Text block:
================
Failure, among other things…..

successes and failures
Image by Will Lion via Flickr

A pack of challenging questions came to me, recently: Why success seems do not come fairly from effort? Why some people just lucky to get what they want, while some do not, despite their tirelessly efforts?

To be honest, I don’t know why exactly that happened. Such questions can only be answered by those who actually own the experiences, whether it is a success or failure. Only those who failed can explain why they failed, as only those who had succeed with their attempt can explain precisely why they succeed.

But, I do know this: Every process has its own unique anatomy. To obtain successful result, we have to understand the anatomy. Understanding the anatomy means understanding how things work. This anatomy, has a formal name: organization. Understanding the organization of things help us better in understanding how to really succeed.

Organization? What does it means, really?

Some like to describe it as a work system where people work together to meet a presumably collective goal. Perhaps, this is the most easily understood and popular way to portray organization. But, I prefer to describe it as the anatomy of a process. Essentially, when different things linked altogether for a certain purpose, they are being organized. Organization, therefore, is an entity that bears such quality. It could be a formal structure with clear silos and joints, or it could be a line of process/activities. What really matter is that there is a pattern of organizing, or the anatomy.

Let’s return to the set of  questions on the beginning. Those questions give us a reality check. They tell us how things often do not go along with our expectations. We thought we already understand how things work, we had our plan, and we were so sure that things turn out as we have expected. Then, something unexpected happened, and it changed almost everything. Suddenly, the plan we’ve made become invalid, and all reasons fell into questions.

Usually, this is the time for blame-game. We blame the environment for not being on our side. We blame other people for doing something that disrupt our plan. We said that we were not lucky enough, while some others have better luck. Unlike understanding a machine or a simple math equation, we take our failure as a very hard thing to explain. In fact, often times we avoid to honestly acknowledge it and own it. Ironically, it’s a lot easier to claim a success that may not entirely ours, while it is difficult to own when it comes to failure that was clearly ours.

Human is the anomaly of organization. Yes, human. It’s a human nature to do things in their own way. No matter we plan the process and set up rules, people will not always follow uniformly. Unlike nuts and bolts in machines, people don’t have a fix specification. They change over time, and they react differently to different settings. Often times, we consider this as inconsistency, defiance or disobedience. Just about time when things were so well planned, it’s the people who somehow derailed it.

When it only delivered unsatisfying outcomes, we call it failures, and we tend to find someone for taking the blame. Nevertheless, we learned that sometimes this irregularity leads to new unexpected results we called as creative innovations.  If such is the case, failure may not be a failure at all.
================
Listing:
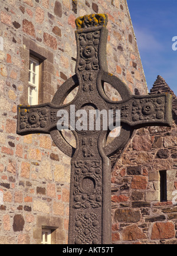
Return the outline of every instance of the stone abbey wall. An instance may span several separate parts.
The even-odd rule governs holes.
[[[85,14],[106,13],[109,18],[107,26],[109,71],[123,81],[133,94],[147,94],[145,78],[126,2],[125,0],[5,0],[1,3],[0,244],[40,244],[42,226],[53,227],[55,229],[53,242],[67,243],[70,158],[58,150],[50,136],[35,134],[20,136],[16,133],[17,105],[28,104],[30,56],[31,55],[40,61],[39,103],[51,102],[60,86],[75,73],[77,55],[75,19]],[[113,98],[119,96],[116,94],[113,97],[108,87],[107,91],[108,95]],[[153,177],[152,167],[149,167],[152,156],[155,158],[158,152],[158,147],[154,148],[152,145],[158,136],[149,131],[150,128],[138,132],[120,162],[116,164],[113,170],[114,243],[129,243],[139,239],[148,243],[150,240],[146,236],[150,231],[148,226],[152,229],[152,225],[156,223],[146,221],[149,216],[152,217],[148,213],[150,210],[159,211],[160,206],[159,204],[153,208],[153,203],[149,203],[150,199],[147,199],[147,194],[150,197],[150,192],[153,197],[156,195],[156,191],[154,191],[152,186],[157,185],[158,182],[153,180],[158,178]],[[172,143],[175,143],[173,144],[175,146],[175,142]],[[138,148],[144,144],[147,144],[148,148]],[[171,148],[165,148],[170,154],[174,153]],[[132,156],[126,157],[130,152]],[[136,162],[135,160],[133,162],[133,155]],[[160,158],[158,158],[158,160],[160,162]],[[172,164],[168,162],[169,164]],[[166,164],[168,162],[165,161]],[[155,161],[152,164],[156,163]],[[127,165],[135,167],[129,172]],[[158,172],[159,169],[155,171]],[[149,182],[149,171],[152,174]],[[121,180],[120,183],[119,179]],[[120,184],[130,188],[131,183],[131,186],[133,184],[135,186],[132,187],[132,192],[121,187],[120,192],[118,191],[117,188],[121,187]],[[144,184],[144,187],[136,187],[139,183],[141,185]],[[176,187],[176,182],[175,184]],[[149,188],[148,185],[151,187],[146,191]],[[157,201],[158,199],[155,198]],[[149,203],[145,203],[145,209],[133,208],[132,210],[132,208],[130,209],[133,207],[130,205],[131,200],[132,206],[133,203],[136,205],[136,202],[138,204],[136,207],[144,207],[142,201],[147,200]],[[126,216],[129,214],[130,219],[135,213],[135,219],[131,219],[130,222],[130,220],[127,221],[120,217],[124,216],[123,211],[120,212],[121,209],[124,210]],[[160,220],[163,223],[168,223],[163,225],[170,226],[172,231],[169,238],[174,238],[175,224],[168,216],[175,213],[169,209],[166,210],[168,212],[163,215],[159,214],[160,216],[163,215]],[[145,212],[147,216],[143,217]],[[145,220],[145,223],[143,219]],[[129,229],[132,232],[137,226],[137,230],[140,229],[139,235],[133,236],[133,239],[123,236]],[[161,238],[156,239],[159,242]]]
[[[112,169],[115,244],[177,243],[176,97],[160,76],[150,93],[159,91],[173,95],[172,127],[138,129]]]

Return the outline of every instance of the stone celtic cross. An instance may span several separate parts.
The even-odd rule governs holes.
[[[77,57],[76,74],[57,90],[51,103],[18,108],[17,133],[50,134],[58,148],[71,158],[69,244],[111,244],[111,165],[108,156],[123,148],[135,129],[171,126],[171,97],[166,94],[132,95],[119,78],[108,73],[106,14],[85,15],[76,20]],[[104,91],[104,82],[117,90],[122,100],[113,101]],[[67,95],[78,86],[76,97],[64,104]],[[76,148],[57,128],[57,111],[70,106],[77,110],[120,110],[121,130],[104,146],[107,131],[73,130]]]

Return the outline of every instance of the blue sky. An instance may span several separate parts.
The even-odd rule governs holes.
[[[177,0],[127,2],[149,91],[160,75],[177,96]]]

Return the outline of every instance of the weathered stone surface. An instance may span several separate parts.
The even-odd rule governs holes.
[[[150,239],[169,239],[175,237],[175,226],[172,222],[156,222],[152,229]]]
[[[149,151],[152,143],[148,135],[135,136],[133,140],[133,148],[136,151]]]
[[[127,173],[128,175],[140,175],[141,174],[141,165],[127,167]]]
[[[140,213],[139,210],[119,209],[115,211],[114,219],[117,222],[138,222],[140,219]]]
[[[47,33],[44,33],[43,39],[44,43],[50,48],[54,50],[57,50],[57,41],[55,37],[53,36],[48,34]]]
[[[168,158],[169,156],[169,151],[168,149],[159,149],[157,153],[157,156],[159,158]]]
[[[59,156],[58,154],[55,154],[54,153],[51,153],[50,157],[52,160],[59,161]]]
[[[159,215],[158,216],[148,217],[145,218],[146,222],[155,222],[158,221],[162,221],[166,219],[165,215]]]
[[[57,26],[54,26],[53,28],[53,32],[55,34],[55,35],[58,36],[60,37],[61,37],[61,29],[57,27]]]
[[[122,238],[124,241],[135,241],[145,239],[146,236],[137,225],[132,225],[124,228]]]
[[[134,201],[132,202],[133,207],[150,207],[150,203],[148,201]]]
[[[30,36],[35,37],[35,28],[31,21],[29,21],[27,20],[24,20],[22,23],[22,29],[23,31]]]
[[[55,2],[54,11],[55,15],[60,18],[62,17],[62,6],[61,3],[57,1]]]
[[[148,185],[147,178],[144,176],[134,176],[132,181],[132,188],[146,189]]]

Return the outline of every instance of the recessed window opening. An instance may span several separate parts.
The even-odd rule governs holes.
[[[42,229],[42,244],[51,244],[51,230]]]
[[[166,171],[160,171],[160,201],[167,201]]]
[[[38,101],[40,62],[30,56],[29,61],[28,103],[36,105]]]

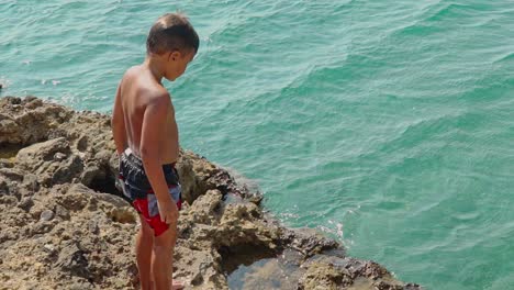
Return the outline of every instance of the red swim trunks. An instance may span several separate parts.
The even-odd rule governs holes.
[[[175,164],[163,165],[163,171],[168,183],[168,192],[180,210],[182,208],[181,187]],[[146,177],[143,161],[131,152],[125,152],[120,157],[120,181],[123,193],[154,230],[155,236],[166,232],[169,226],[160,221],[157,198]]]

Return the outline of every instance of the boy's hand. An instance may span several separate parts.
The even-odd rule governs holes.
[[[159,208],[160,221],[167,224],[177,223],[179,211],[177,204],[171,199],[163,202],[157,201],[157,207]]]

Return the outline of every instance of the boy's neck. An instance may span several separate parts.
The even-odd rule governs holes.
[[[156,59],[152,56],[146,56],[143,66],[150,71],[155,80],[157,80],[159,83],[163,82],[163,78],[165,76],[165,67],[163,66],[163,60]]]

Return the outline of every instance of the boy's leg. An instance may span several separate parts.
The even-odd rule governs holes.
[[[154,230],[149,227],[145,219],[139,214],[141,227],[136,237],[136,261],[139,270],[139,283],[142,290],[150,290],[152,287],[152,249],[154,248]]]
[[[154,237],[152,269],[156,290],[169,290],[171,285],[171,289],[182,289],[183,287],[181,283],[172,282],[172,258],[176,242],[177,221],[170,224],[166,232]]]

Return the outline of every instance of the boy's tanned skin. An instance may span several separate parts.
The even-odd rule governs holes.
[[[181,15],[167,15],[187,21]],[[164,23],[177,21],[163,20],[167,15],[160,18],[155,25],[159,24],[159,21],[165,26],[174,25]],[[163,35],[166,37],[166,34]],[[166,232],[154,236],[153,228],[139,214],[141,230],[136,237],[136,259],[141,287],[145,290],[183,287],[181,283],[174,283],[171,278],[179,212],[168,192],[163,171],[163,165],[174,164],[179,157],[179,134],[170,94],[161,83],[163,78],[174,81],[180,77],[193,59],[198,45],[181,46],[174,48],[166,43],[164,48],[159,48],[160,51],[149,49],[142,65],[130,68],[116,90],[112,115],[112,131],[118,154],[122,155],[126,148],[131,148],[134,155],[141,157],[147,179],[157,198],[160,219],[169,225]]]

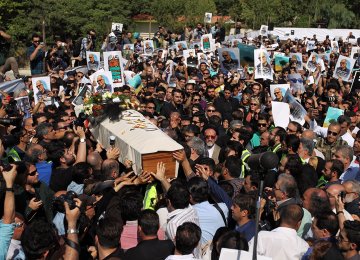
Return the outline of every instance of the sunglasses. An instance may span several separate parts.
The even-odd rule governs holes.
[[[337,136],[339,133],[328,130],[328,135]]]
[[[32,172],[29,172],[28,176],[35,176],[37,173],[37,170],[34,170]]]
[[[215,139],[215,135],[205,135],[205,139]]]

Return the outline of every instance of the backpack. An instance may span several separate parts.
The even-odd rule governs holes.
[[[81,53],[81,48],[82,48],[82,40],[83,40],[82,37],[76,40],[74,49],[73,49],[73,57],[79,57],[79,55]]]

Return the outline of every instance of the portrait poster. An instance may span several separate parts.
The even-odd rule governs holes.
[[[204,23],[211,23],[212,13],[205,13],[204,15]]]
[[[288,80],[290,81],[291,93],[296,93],[297,91],[303,93],[305,91],[304,80],[300,73],[289,74]]]
[[[97,71],[100,69],[100,52],[86,52],[86,62],[88,70]]]
[[[197,53],[197,57],[198,57],[198,65],[200,65],[201,63],[205,62],[206,65],[209,65],[209,61],[208,61],[208,58],[206,56],[205,53],[203,52],[198,52]]]
[[[274,101],[283,100],[283,98],[285,97],[286,91],[288,89],[290,89],[290,84],[272,84],[272,85],[270,85],[271,99]]]
[[[256,49],[254,51],[255,79],[273,79],[271,60],[266,49]]]
[[[154,52],[154,42],[152,40],[144,41],[144,54],[152,55]]]
[[[354,69],[359,69],[359,67],[360,67],[360,47],[352,47],[351,48],[350,58],[352,58],[356,61]]]
[[[351,83],[351,90],[360,89],[360,71],[356,71],[353,82]]]
[[[24,118],[31,117],[31,105],[30,105],[29,97],[28,96],[18,97],[15,98],[15,100],[16,100],[16,106],[19,112],[22,115],[24,115]]]
[[[200,48],[200,45],[201,45],[201,41],[200,41],[200,40],[190,41],[190,43],[189,43],[189,49]]]
[[[343,114],[344,110],[335,107],[329,107],[328,111],[326,112],[323,127],[328,128],[331,123],[336,122],[338,117]]]
[[[275,127],[287,128],[290,122],[290,107],[284,102],[271,101],[272,115]]]
[[[124,84],[124,67],[121,51],[107,51],[104,55],[104,69],[112,74],[112,83],[114,87],[120,87]]]
[[[289,66],[289,57],[282,55],[275,55],[275,71],[280,72],[283,68]]]
[[[239,43],[241,43],[241,40],[239,40],[239,39],[231,39],[231,48],[238,48]]]
[[[43,98],[46,105],[51,104],[51,85],[50,85],[50,77],[36,77],[32,78],[32,85],[34,91],[34,101],[35,105],[39,102],[41,98]]]
[[[306,51],[312,51],[315,50],[315,48],[316,48],[315,41],[307,41]]]
[[[90,76],[91,82],[93,83],[93,91],[94,93],[105,93],[105,92],[113,92],[113,79],[111,71],[98,70],[94,74]],[[95,82],[95,84],[94,84]]]
[[[200,40],[200,48],[202,49],[203,52],[210,52],[212,47],[212,35],[211,34],[204,34],[201,36],[201,40]]]
[[[335,53],[339,52],[339,43],[337,41],[331,41],[331,51]]]
[[[296,70],[303,70],[302,54],[301,53],[290,53],[290,66],[296,65]]]
[[[111,31],[114,33],[122,32],[123,24],[122,23],[112,23]]]
[[[267,25],[261,25],[260,27],[260,35],[261,36],[267,36],[268,35],[268,29],[269,29],[269,26]]]
[[[310,71],[310,72],[314,72],[317,68],[317,65],[320,64],[320,58],[319,56],[315,53],[312,52],[307,63],[306,63],[306,68]]]
[[[125,59],[129,60],[131,55],[134,53],[135,47],[134,44],[128,43],[124,44],[122,56],[124,56]]]
[[[84,104],[84,99],[86,96],[91,95],[91,84],[90,85],[84,85],[80,90],[79,94],[74,98],[73,104],[74,106],[80,106]]]
[[[220,48],[218,53],[223,73],[237,71],[240,68],[239,48]]]
[[[335,66],[334,78],[341,78],[343,81],[348,81],[350,73],[355,65],[355,60],[346,56],[340,55]]]
[[[184,50],[184,62],[188,67],[196,67],[198,65],[198,57],[194,49]]]
[[[187,48],[188,48],[186,41],[175,42],[175,46],[176,46],[176,52],[178,53],[178,55],[183,55],[183,51],[187,50]]]

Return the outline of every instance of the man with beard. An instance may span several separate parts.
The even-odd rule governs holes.
[[[205,138],[205,144],[206,149],[209,153],[209,158],[212,158],[215,161],[215,164],[219,163],[219,153],[220,153],[220,146],[215,144],[217,138],[218,138],[218,132],[215,127],[208,126],[204,130],[204,138]]]
[[[344,229],[341,230],[338,241],[345,259],[359,259],[360,221],[345,221]]]
[[[57,192],[66,190],[72,181],[72,166],[79,162],[86,162],[86,142],[85,132],[82,127],[78,127],[75,131],[78,138],[74,138],[73,145],[70,148],[62,147],[58,150],[58,167],[55,168],[51,174],[50,188]],[[74,153],[74,145],[76,140],[80,139],[77,149],[77,154]]]

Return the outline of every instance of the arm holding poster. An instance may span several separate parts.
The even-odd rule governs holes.
[[[271,102],[274,124],[276,127],[281,126],[286,129],[290,122],[290,107],[284,102]]]

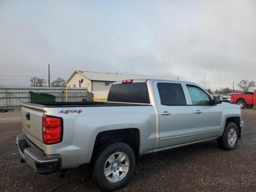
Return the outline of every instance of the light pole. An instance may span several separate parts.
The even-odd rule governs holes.
[[[204,75],[204,88],[205,89],[205,75]]]

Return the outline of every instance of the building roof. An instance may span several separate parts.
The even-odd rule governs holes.
[[[91,71],[75,71],[71,76],[68,78],[67,82],[68,82],[76,73],[79,73],[83,76],[92,81],[102,81],[115,82],[134,79],[151,79],[158,78],[160,79],[174,80],[173,78],[167,77],[159,77],[156,76],[148,76],[145,75],[129,75],[127,74],[119,74],[111,73],[102,73],[100,72],[93,72]]]

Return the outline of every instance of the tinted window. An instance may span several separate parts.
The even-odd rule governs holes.
[[[161,104],[164,105],[184,105],[186,100],[181,85],[177,83],[158,83]]]
[[[111,86],[108,101],[150,103],[146,83],[116,84]]]
[[[187,85],[191,98],[192,104],[197,105],[209,105],[210,103],[209,96],[202,89],[197,87]]]

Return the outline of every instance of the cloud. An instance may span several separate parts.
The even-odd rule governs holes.
[[[256,80],[254,1],[0,3],[0,64],[178,75],[201,85],[205,75],[212,89],[219,74],[222,87]],[[47,76],[25,70],[12,73]],[[72,71],[64,71],[51,76],[66,79]],[[13,83],[27,85],[26,78]],[[13,83],[3,78],[1,84]]]

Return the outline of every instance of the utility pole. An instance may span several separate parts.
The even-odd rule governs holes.
[[[48,64],[48,81],[49,82],[49,86],[50,87],[50,63]]]
[[[220,95],[220,84],[219,85],[219,96]]]
[[[204,88],[205,89],[205,75],[204,75]]]

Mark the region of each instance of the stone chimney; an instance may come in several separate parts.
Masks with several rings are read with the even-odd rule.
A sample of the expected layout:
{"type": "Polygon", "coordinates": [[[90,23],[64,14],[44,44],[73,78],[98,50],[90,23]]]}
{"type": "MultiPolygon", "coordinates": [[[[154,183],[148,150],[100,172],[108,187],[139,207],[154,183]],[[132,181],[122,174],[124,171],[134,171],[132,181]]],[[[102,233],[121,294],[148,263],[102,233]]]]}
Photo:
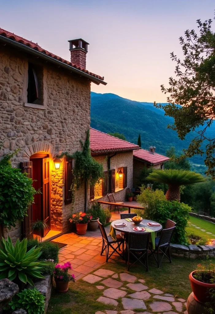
================
Work instructions:
a: In the essay on failure above, give again the stretch from "Usually, this is" through "was clearly ours." word for word.
b: Shorten the paragraph of the essay on failure that begins "Human is the anomaly of organization," keeping its main facts.

Full answers:
a:
Usually, this is the time for blame-game. We blame the environment for not being on our side. We blame other people for doing something that disrupt our plan. We said that we were not lucky enough, while some others have better luck. Unlike understanding a machine or a simple math equation, we take our failure as a very hard thing to explain. In fact, often times we avoid to honestly acknowledge it and own it. Ironically, it’s a lot easier to claim a success that may not entirely ours, while it is difficult to own when it comes to failure that was clearly ours.

b: Humans are the anomaly of organization. By nature, people do things their own way and don't uniformly follow plans or rules. Unlike nuts and bolts, they have no fixed specification: they change over time and react differently to different settings. We often see this as inconsistency, defiance or disobedience, and it is people who somehow derail well-planned things.